§ **WHAT TO DO**: All that is wanted is an exact copy of the line containing "Point out the golden" and the lines after it, through the end of the records.

§ **Recorded data**:
◆ ◆ ◆ ◆ ◆ ◆ ◆
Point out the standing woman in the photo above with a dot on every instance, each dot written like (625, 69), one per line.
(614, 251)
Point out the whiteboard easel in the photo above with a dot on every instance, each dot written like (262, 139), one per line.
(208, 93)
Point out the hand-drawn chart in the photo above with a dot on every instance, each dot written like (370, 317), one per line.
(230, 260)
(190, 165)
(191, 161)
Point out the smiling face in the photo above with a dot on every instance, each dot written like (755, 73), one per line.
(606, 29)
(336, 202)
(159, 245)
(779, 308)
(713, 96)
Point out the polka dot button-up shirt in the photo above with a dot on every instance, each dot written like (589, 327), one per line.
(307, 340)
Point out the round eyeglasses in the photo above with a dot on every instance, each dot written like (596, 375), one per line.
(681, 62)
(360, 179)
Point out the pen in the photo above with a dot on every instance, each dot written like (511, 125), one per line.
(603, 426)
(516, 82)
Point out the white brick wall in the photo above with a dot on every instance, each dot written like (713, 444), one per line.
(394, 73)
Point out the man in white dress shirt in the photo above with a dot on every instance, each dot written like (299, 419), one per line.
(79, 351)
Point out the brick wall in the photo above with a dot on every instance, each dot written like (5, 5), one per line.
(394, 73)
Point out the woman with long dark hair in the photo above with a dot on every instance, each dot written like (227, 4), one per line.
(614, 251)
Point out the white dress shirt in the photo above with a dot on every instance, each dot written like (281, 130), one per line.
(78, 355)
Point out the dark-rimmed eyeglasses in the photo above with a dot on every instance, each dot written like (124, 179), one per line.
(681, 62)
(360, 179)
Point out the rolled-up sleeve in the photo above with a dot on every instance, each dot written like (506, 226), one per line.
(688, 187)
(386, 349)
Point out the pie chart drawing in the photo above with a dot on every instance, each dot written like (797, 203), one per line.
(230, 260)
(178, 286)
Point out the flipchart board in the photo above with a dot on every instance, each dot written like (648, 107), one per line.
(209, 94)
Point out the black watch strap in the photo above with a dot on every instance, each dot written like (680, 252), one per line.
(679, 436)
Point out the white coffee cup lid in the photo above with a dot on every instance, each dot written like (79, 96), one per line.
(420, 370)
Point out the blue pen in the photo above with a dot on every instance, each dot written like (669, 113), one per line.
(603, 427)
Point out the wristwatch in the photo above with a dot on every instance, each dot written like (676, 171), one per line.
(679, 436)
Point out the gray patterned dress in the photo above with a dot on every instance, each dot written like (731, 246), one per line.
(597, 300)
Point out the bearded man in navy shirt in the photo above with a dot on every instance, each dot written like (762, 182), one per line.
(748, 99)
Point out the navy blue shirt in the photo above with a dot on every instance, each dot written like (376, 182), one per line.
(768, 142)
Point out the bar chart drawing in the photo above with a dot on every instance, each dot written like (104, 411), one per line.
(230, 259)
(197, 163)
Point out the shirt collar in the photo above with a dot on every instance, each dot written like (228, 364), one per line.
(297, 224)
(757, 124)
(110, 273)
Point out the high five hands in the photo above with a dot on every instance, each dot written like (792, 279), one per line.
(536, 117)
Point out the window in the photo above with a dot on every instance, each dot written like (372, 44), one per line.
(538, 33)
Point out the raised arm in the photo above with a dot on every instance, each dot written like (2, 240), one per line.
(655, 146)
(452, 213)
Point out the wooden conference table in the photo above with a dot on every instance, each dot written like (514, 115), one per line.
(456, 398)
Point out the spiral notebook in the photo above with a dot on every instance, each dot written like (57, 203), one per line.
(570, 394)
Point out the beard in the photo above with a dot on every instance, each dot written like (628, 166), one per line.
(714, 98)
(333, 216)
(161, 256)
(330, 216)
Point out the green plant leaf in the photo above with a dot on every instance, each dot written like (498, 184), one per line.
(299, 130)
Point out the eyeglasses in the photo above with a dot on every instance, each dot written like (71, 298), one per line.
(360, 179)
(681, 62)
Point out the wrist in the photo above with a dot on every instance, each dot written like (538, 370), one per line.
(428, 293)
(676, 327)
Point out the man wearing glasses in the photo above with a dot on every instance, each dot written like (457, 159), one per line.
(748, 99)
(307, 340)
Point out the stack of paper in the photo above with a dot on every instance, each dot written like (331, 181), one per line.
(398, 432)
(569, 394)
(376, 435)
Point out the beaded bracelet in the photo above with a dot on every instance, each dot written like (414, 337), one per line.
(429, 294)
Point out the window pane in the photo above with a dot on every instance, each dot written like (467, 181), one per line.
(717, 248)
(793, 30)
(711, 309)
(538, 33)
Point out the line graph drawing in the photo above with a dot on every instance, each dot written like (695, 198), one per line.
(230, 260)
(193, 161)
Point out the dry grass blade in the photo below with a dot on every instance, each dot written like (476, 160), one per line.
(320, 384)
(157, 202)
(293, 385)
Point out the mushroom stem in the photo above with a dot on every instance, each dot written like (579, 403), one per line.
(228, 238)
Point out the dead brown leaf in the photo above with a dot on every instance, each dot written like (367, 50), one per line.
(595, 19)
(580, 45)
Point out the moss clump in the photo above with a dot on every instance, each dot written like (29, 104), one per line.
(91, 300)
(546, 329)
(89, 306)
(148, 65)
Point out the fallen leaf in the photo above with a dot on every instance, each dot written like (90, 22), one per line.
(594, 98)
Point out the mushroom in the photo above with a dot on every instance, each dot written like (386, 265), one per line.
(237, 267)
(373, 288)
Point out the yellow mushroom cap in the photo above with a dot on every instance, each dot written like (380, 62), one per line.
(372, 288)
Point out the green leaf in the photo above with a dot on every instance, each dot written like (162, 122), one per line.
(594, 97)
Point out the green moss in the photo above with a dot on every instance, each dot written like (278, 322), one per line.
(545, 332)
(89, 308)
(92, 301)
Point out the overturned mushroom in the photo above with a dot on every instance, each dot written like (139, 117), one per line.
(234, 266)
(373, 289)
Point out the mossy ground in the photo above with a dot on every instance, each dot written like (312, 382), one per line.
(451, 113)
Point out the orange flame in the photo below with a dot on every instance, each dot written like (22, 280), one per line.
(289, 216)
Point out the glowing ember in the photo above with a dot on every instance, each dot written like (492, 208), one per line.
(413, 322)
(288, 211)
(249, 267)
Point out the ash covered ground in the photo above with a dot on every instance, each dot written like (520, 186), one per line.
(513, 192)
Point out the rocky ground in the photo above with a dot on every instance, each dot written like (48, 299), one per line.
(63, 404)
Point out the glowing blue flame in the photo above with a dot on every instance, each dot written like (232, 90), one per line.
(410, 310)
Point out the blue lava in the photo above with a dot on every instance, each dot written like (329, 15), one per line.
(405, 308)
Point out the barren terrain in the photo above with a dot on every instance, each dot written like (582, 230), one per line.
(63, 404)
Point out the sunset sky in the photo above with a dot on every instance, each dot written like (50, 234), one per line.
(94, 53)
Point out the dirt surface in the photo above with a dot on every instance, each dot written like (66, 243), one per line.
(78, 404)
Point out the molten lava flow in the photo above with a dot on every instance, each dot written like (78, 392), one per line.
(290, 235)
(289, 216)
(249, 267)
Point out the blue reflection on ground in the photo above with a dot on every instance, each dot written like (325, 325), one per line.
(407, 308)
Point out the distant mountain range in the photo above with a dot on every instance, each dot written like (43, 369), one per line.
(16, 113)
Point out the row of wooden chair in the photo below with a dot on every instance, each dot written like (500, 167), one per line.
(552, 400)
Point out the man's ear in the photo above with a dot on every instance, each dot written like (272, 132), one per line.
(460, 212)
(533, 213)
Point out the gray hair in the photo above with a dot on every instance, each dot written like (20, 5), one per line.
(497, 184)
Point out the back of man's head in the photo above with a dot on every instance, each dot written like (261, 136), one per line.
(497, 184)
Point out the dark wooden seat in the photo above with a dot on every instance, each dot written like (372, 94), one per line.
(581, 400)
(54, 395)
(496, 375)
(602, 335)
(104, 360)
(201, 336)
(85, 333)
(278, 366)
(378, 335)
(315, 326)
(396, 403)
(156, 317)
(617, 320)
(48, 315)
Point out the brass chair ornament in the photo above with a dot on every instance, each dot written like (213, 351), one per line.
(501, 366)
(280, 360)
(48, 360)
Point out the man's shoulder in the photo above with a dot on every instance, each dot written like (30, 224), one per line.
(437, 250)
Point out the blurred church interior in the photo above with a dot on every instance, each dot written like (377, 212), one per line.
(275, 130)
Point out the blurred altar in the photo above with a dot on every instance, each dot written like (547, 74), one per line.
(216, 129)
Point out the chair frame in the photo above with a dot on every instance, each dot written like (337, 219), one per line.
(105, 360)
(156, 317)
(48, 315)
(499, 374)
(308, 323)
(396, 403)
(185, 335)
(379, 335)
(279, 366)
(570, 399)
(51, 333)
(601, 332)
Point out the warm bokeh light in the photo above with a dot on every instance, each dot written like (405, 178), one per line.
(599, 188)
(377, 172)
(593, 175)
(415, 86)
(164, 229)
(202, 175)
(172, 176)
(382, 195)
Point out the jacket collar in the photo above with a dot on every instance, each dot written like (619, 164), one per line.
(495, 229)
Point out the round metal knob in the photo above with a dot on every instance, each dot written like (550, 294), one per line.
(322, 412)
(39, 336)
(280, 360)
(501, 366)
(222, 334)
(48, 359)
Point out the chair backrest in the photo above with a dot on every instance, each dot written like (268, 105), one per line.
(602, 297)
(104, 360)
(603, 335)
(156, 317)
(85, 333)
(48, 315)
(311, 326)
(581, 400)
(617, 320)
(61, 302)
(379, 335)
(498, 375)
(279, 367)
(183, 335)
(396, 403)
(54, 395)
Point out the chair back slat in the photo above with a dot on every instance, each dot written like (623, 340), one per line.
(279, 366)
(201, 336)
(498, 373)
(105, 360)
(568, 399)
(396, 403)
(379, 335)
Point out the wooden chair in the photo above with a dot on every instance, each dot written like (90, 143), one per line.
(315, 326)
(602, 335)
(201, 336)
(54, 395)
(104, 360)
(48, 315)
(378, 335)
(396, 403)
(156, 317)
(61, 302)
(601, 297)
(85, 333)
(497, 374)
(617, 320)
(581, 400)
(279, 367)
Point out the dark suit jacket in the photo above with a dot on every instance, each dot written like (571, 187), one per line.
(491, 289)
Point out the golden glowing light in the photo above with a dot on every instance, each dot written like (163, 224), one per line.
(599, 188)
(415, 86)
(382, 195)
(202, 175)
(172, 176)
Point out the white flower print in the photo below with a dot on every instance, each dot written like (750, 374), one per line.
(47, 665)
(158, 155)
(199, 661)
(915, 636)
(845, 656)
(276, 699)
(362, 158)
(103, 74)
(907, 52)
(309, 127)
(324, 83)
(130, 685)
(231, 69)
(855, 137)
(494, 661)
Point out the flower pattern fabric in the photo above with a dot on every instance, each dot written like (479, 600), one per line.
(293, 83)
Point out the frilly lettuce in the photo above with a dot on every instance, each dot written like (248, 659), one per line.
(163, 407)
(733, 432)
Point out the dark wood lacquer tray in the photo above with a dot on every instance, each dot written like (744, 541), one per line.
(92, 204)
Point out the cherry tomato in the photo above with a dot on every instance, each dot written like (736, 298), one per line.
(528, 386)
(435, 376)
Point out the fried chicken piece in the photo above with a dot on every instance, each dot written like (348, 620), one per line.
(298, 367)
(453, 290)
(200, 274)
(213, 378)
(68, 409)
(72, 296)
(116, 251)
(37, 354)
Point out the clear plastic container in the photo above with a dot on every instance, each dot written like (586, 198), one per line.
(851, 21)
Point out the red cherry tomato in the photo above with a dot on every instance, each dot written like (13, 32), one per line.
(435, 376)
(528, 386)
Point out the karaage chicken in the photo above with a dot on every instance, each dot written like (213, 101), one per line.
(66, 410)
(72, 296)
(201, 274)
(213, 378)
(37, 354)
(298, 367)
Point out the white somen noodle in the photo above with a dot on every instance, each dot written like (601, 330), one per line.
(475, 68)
◆ ◆ ◆ ◆ ◆ ◆ ◆
§ **TASK RESULT**:
Point out the golden glowing light in the photo above with a dot on every instance, each dot written like (163, 224), one per line.
(599, 188)
(415, 86)
(382, 195)
(202, 175)
(172, 176)
Point out the white flower print in the photo below with a dot on every instance, each dot written like (750, 374), one per line.
(47, 665)
(158, 155)
(199, 661)
(915, 636)
(845, 656)
(276, 699)
(362, 158)
(103, 74)
(907, 52)
(309, 127)
(324, 83)
(130, 685)
(231, 69)
(855, 137)
(494, 661)
Point out the flower pattern fabric in the photo above with a dot on every instance, each dot written like (479, 600), one per line.
(293, 83)
Point out the frilly lettuce in the photo above with a dot on every instance, each dot written like (248, 659), one per line.
(163, 407)
(733, 432)
Point out the dark wood lacquer tray in the photo above with a dot on every instance, each dot written like (744, 541), one per line.
(92, 204)
Point out the cherry tomato in the photo above with a dot on every instance, each dot written like (736, 298), one per line.
(528, 386)
(435, 376)
Point out the fried chicken piece in the photo above with a dot on every instance, each dot written like (348, 620), one per line.
(298, 367)
(453, 290)
(200, 274)
(213, 378)
(68, 409)
(72, 296)
(116, 251)
(37, 354)
Point out the clear plastic container in the photo above with a dot on every instance, each dot written like (586, 198), one per line.
(851, 21)
Point out the red cherry tomato in the photo above with a dot on every instance, each dot written like (13, 32), one per line.
(435, 376)
(528, 386)
Point out the karaage chicken in the photo above with a dot on every instance, each dot written like (213, 101), one per line.
(66, 410)
(72, 296)
(201, 274)
(213, 378)
(37, 354)
(298, 367)
Point out the white somen noodle in the photo above with a dot on every instance, each dot written like (601, 330), one per line.
(475, 68)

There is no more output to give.